Even the changes in the Biden Administration’s original Build Back Better plan were modest relative to the increases in spending and revenues already scheduled in current law.

And IRA was much smaller, though it showed Congress and President could make significant policy changes in a fiscally prudent way.

It made a large political leap of committing the US in deed, not just word, to attacking global warming. It reduced Medicare drug costs modestly by championing competitive pricing and temporarily lowered health insurance costs a bit for some middle-class purchasers. It increased taxes modestly for some corporations with a new minimum tax and a tax on stock buybacks. And it began making up for a decade of IRS budget cuts.

But based on new Congressional Budget Office estimates, here is some valuable context about the size of the bill:

None of the major spending or tax changes entails a total increase or decrease of more than $270 billion over ten years in real, inflation-adjusted dollars. That’s only about 1 percent of this year’s GDP of $25 trillion and well less than 0.1 percent of total GDP for those ten years. IRA will increase total revenues by a bit more than and total spending by a bit less than 0.2 percent of combined GDP over those ten years.

Inflation Reduction Act Deficit Change

Inflation Reduction Act share of GDP

Since many of the bigger provisions, such as Medicare drug pricing reform, are backloaded, whereas increases in Affordable Care Act health insurance exchange subsidies are only temporary, we looked at the impact of these changes in 2031. In that year, counting both revenue increases and spending increases in all major categories as a rough way to measure changes in policy, the changes add up to about 0.5 percent of GDP. No single change exceeds 0.16 percent of GDP (positive or negative).

The clean energy credits reduce tax revenue by about 0.13 percent of GDP while IRS enforcement, net of the cost of new personnel, raises about 0.10 percent of GDP in new revenue. The corporate minimum tax raises about 0.05 percent of GDP in new revenue.

There are different ways to add these numbers, but ours are fairly consistent with an earlier estimate by Paul Krugman who wrote “the Biden agenda [including the infrastructure bill] will amount to around one-third of one percent of GDP. Massive it isn’t.” 

This does not imply that “massive” or “big” is better. It’s often worse, partly because it can pre-empt better uses of government resources in later years. Much good legislation is incremental, and much bad legislation is big.

But if the IRA is not that big a fiscal deal relative to the much larger amount of money that government will raise and spend over the next decade, it does represent the type of fiscally balance policy making that Congress needs to make year after year to address new priorities.

Recorded information:
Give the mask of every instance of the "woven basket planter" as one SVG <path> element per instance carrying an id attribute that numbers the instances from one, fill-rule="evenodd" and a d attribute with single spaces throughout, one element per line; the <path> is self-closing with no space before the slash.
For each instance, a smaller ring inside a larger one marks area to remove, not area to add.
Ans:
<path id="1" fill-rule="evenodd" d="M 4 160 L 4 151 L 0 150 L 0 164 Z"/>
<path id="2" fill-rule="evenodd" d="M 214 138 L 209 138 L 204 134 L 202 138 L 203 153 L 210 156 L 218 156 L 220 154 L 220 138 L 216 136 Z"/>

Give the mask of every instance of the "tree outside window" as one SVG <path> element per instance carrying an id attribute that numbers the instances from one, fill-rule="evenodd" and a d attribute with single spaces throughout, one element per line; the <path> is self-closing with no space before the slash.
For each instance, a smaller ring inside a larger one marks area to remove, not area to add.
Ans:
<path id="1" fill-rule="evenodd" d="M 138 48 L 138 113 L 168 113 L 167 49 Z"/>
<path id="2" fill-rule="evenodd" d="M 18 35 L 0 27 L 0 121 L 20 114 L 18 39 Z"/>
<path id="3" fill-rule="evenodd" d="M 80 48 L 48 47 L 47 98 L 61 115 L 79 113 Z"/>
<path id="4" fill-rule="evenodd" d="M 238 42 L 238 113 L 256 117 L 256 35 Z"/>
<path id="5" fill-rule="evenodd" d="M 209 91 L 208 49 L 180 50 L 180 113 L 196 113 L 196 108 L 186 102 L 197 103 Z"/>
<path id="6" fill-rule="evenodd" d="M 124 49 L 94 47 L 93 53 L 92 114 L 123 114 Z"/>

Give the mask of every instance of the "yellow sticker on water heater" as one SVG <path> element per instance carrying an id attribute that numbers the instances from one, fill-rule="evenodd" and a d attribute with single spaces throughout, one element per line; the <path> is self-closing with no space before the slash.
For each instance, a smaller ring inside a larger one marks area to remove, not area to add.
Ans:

Check your understanding:
- a) Retype the passage on the Inflation Reduction Act from "The clean energy" to "legislation is big.".
- b) Answer these questions from the passage on the Inflation Reduction Act:
(i) What does the passage give as this year's GDP?
(ii) For which year did the authors look at the impact of the changes?
(iii) About how much new revenue, as a share of GDP, does the corporate minimum tax raise?

Answers given:
- a)
The clean energy credits reduce tax revenue by about 0.13 percent of GDP while IRS enforcement, net of the cost of new personnel, raises about 0.10 percent of GDP in new revenue. The corporate minimum tax raises about 0.05 percent of GDP in new revenue.

There are different ways to add these numbers, but ours are fairly consistent with an earlier estimate by Paul Krugman who wrote “the Biden agenda [including the infrastructure bill] will amount to around one-third of one percent of GDP. Massive it isn’t.” 

This does not imply that “massive” or “big” is better. It’s often worse, partly because it can pre-empt better uses of government resources in later years. Much good legislation is incremental, and much bad legislation is big.

- b)
(i) $25 trillion
(ii) 2031
(iii) About 0.05 percent of GDP